Task goal
Each record below must be returned exactly as shown.

Records shown
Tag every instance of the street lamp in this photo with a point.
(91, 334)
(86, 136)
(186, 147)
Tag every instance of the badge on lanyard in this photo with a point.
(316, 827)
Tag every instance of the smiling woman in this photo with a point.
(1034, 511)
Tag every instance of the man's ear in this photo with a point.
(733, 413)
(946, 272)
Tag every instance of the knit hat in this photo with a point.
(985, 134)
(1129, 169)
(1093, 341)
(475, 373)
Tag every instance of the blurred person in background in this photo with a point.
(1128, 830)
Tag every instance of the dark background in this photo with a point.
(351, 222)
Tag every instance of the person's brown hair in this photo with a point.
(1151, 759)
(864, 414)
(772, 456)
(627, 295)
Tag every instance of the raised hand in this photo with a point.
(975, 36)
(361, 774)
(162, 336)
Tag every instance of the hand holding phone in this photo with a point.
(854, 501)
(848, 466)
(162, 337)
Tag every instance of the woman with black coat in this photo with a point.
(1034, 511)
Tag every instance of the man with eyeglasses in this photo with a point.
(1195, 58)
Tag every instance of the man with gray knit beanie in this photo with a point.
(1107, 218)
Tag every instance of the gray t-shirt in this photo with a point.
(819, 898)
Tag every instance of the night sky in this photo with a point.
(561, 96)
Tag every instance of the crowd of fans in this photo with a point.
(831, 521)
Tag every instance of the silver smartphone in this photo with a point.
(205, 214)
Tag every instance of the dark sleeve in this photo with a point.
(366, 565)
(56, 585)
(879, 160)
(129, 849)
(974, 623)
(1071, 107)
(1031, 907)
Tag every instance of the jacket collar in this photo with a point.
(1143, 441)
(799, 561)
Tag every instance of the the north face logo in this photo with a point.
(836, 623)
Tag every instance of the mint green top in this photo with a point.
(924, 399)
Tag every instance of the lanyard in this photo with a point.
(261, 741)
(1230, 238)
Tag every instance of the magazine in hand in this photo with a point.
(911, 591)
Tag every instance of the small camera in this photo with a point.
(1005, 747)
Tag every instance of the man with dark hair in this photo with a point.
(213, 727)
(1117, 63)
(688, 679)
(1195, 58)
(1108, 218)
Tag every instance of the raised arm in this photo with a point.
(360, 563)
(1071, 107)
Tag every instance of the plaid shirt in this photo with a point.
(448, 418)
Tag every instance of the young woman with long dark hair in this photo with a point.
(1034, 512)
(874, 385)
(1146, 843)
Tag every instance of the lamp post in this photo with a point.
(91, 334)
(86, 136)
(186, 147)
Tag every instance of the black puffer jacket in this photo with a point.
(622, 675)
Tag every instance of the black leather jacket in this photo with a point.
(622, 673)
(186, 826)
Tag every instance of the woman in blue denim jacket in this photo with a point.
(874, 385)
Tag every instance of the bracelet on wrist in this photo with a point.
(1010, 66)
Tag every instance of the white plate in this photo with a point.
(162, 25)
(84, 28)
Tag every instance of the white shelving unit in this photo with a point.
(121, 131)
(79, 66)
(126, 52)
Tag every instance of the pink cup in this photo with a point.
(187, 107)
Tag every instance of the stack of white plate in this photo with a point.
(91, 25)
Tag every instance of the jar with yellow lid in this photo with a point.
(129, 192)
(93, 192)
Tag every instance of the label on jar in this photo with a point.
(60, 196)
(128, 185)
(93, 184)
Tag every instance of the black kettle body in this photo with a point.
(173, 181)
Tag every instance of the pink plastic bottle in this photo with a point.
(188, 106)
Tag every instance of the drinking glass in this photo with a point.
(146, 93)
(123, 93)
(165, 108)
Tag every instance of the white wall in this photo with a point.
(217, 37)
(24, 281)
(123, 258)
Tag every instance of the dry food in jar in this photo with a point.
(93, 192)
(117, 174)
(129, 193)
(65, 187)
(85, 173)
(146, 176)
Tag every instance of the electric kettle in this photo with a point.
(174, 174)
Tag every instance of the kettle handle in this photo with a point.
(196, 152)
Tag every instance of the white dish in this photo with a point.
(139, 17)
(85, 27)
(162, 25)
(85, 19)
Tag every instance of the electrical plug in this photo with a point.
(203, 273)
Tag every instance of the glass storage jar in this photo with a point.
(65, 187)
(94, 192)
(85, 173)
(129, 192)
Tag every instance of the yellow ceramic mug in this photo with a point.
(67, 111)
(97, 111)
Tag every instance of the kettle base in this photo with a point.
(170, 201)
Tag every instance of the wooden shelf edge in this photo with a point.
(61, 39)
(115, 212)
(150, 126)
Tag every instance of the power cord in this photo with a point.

Written response
Tag every instance of the street lamp in this photo with a point.
(91, 334)
(86, 136)
(186, 147)
Tag every instance of the badge on lanyard in this photo with a point.
(316, 827)
Tag every instance of the smiling woman in this photo with a point.
(1034, 511)
Tag every instance of the man's ear in this photo with a point.
(733, 413)
(946, 272)
Tag every instance of the knit hat in this photo with a point.
(985, 134)
(1129, 169)
(1093, 341)
(475, 373)
Tag every instance of the blurred person in background in this photo with a point.
(1128, 830)
Tag every instance of the dark background in this photo with a point.
(351, 222)
Tag every instance of the person's brown hair in this photo with a point.
(1151, 759)
(864, 414)
(772, 456)
(627, 295)
Tag every instance of the raised hand in this photo with a point.
(975, 36)
(361, 774)
(162, 336)
Tag every instance of the hand holding phone in this photo with a point.
(854, 501)
(848, 466)
(162, 337)
Tag every instance of the woman with black coat in this photo with a point.
(1034, 511)
Tag every instance of the man with eyeglasses in this photo with a point.
(1195, 58)
Tag every instance of the man with gray knit beanie in this photo with a point.
(1107, 218)
Tag every instance of the gray t-shirt in this photo with a point.
(819, 898)
Tag every instance of the night sky in this photo with a point.
(561, 96)
Tag every instance of the crowd of fans in this photo with a point.
(831, 521)
Tag every instance of the silver smartphone in this photo with a point.
(205, 214)
Tag every instance of the dark sleeve in this photo with a point.
(366, 565)
(56, 585)
(879, 160)
(129, 849)
(974, 623)
(1071, 107)
(1031, 907)
Tag every instance of the jacket collar in this photo with a point.
(1143, 441)
(799, 561)
Tag every instance of the the north face logo in this photo with a point.
(836, 623)
Tag every instance of the mint green top in this photo with a point.
(924, 399)
Tag every instance of the lanyard in this photo with a point.
(261, 741)
(1230, 238)
Tag every instance of the magazine in hand in this photo with a point.
(911, 591)
Tag every instance of the small camera in this photo with a point.
(1005, 747)
Tag every instance of the man with dark hair in this photo with a point.
(213, 727)
(1117, 63)
(688, 679)
(1195, 58)
(1108, 218)
Tag every instance of the raised arm in this photo with a point.
(360, 563)
(1071, 107)
Tag every instance of the plaid shirt in this photo with a point.
(448, 418)
Tag every instance of the young woman with long dark hair in this photo with a point.
(1034, 512)
(874, 385)
(1146, 843)
Tag every instance of the lamp post in this photo with a point.
(91, 334)
(86, 136)
(186, 147)
Tag every instance of the black puffer jacket in this photo with a point.
(622, 675)
Tag every instance of the black leather jacket in this photo with a point.
(622, 673)
(186, 826)
Tag every instance of the woman in blue denim jacket in this photo with a point.
(874, 385)
Tag every instance of the bracelet on wrist in this photo with a point.
(1010, 66)
Tag every instance of the white plate in this photo with a point.
(162, 25)
(84, 28)
Tag every instance of the white shelving unit in this photo with a point.
(121, 131)
(79, 66)
(126, 52)
Tag every instance of the pink cup in this photo with a point.
(187, 107)
Tag every instance of the stack of white plate in this photo with a point.
(91, 25)
Tag every instance of the jar with yellow lid in this photo with a point.
(129, 192)
(93, 192)
Tag every instance of the label on jar in this photo with a point.
(60, 196)
(128, 185)
(93, 184)
Tag every instance of the black kettle body in this photo with a point.
(173, 181)
Tag every instance of the pink plastic bottle in this photo with a point.
(188, 106)
Tag every instance of the drinking glass in this photo with a point.
(146, 93)
(123, 93)
(165, 108)
Tag every instance of the white wall in this photo with a point.
(217, 37)
(24, 281)
(123, 258)
Tag every instance of the dry food in jar in this photo with a point.
(93, 192)
(117, 174)
(129, 193)
(65, 187)
(85, 173)
(146, 176)
Tag every instance of the electric kettle in this photo with a point.
(174, 174)
Tag every instance of the kettle handle in this photo with a point.
(196, 152)
Tag every instance of the white dish in this photo with a point.
(139, 17)
(85, 27)
(162, 25)
(85, 19)
Tag every instance of the electrical plug in this photo with a point.
(203, 273)
Tag every instance of the glass storage jar in this photo with a point.
(65, 187)
(94, 192)
(85, 173)
(129, 192)
Tag every instance of the yellow ceramic mug in this photo with a point.
(67, 111)
(97, 111)
Tag every instance of the kettle base in this photo with a point.
(170, 201)
Tag every instance of the wooden shelf edge in this photo with a point.
(61, 39)
(115, 212)
(150, 126)
Tag every instance of the power cord in this photo with a point.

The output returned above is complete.